## Challenge A:
Pick out and copy every line of the records that contains the string "logo", matching case exactly.

## Excerpt:
····················
Summer Camp for Kids and Grown-ups

Cornell summer camp for kids and grown-ups

The first time I visited Cornell University I knew I wanted to study there.

I loved it: the gorges, the greenery, the smart students, the pedestrian-friendly campus, and the size.

I didn’t want to be at a small school where people would know too much about me. I wanted to be somewhere where I could pursue my sundry interests (cell evolution, Freud’s theories, Sembene Ousmane’s novels), take horseback riding for gym class, and never run out of options. I also loved that Cornell was the only Ivy League school that has four state-supported colleges and that lots of students came from New York City with their stylish shoes and fast talking. It felt less snobby to me than a purely private university.

Cornell was as amazing as I expected. I loved my three years in Ithaca (I spent my junior year abroad), appreciated the diversity at the school, and got an outstanding education.

Twenty-two years later, our family is spending the week in Ithaca. We’re at Cornell camp — an innovative program that combines summer camp for kids with summer programs for grown-ups. We’re staying in the dorms (they’re overairconditioned and the blinds don’t close all the way, my two major complaints), eating on the meal plan (danger alert: dessert options at every meal), and studying.

James is taking a sculpture class from a famous Italian American sculptor, Roberto Bertoia, who has been teaching at Cornell for 30 years.

My 12 (“almost 13, Mom”)-year-old is taking horseback riding.
····················
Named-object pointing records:
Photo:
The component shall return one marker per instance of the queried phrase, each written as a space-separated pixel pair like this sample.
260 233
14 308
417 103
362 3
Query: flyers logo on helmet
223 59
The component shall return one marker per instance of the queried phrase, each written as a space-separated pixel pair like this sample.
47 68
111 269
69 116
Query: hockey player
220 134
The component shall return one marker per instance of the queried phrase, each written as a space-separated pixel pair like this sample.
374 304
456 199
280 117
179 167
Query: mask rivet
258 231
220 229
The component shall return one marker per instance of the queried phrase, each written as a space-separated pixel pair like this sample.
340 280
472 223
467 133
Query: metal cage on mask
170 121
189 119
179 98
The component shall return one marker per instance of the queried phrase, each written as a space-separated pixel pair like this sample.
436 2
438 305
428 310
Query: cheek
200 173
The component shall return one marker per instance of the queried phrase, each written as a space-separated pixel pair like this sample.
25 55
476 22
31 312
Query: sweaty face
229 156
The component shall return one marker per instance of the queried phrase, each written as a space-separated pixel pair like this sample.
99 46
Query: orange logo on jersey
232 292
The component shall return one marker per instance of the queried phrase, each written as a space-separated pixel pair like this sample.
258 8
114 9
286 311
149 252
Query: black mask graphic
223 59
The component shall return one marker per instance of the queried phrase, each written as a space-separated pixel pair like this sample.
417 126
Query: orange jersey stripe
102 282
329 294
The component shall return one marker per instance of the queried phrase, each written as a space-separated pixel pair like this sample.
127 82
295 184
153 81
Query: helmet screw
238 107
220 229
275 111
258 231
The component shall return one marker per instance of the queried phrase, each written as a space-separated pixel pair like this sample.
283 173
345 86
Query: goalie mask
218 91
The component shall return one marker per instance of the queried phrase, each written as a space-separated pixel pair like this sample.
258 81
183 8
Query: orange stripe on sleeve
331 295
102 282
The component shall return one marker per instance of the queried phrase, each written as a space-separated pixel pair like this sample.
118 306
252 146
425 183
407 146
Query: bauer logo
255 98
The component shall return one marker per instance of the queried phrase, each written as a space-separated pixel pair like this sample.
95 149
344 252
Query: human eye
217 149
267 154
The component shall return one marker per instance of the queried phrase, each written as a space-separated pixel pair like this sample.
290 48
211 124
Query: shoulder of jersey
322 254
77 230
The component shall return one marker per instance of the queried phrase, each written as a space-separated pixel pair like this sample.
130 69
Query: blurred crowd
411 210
····················
## Challenge B:
Based on the post about Cornell camp, state whether each statement is true, answering yes or no and quoting the words that decide it: (i) The writer spent the junior year abroad. (ii) Roberto Bertoia has been teaching at Cornell for 20 years. (iii) The family is staying in the dorms.

## Task response A:
Query: flyers logo on helmet
Query: orange logo on jersey
Query: bauer logo

## Task response B:
(i) Yes: "I spent my junior year abroad"
(ii) No: "who has been teaching at Cornell for 30 years"
(iii) Yes: "We’re staying in the dorms"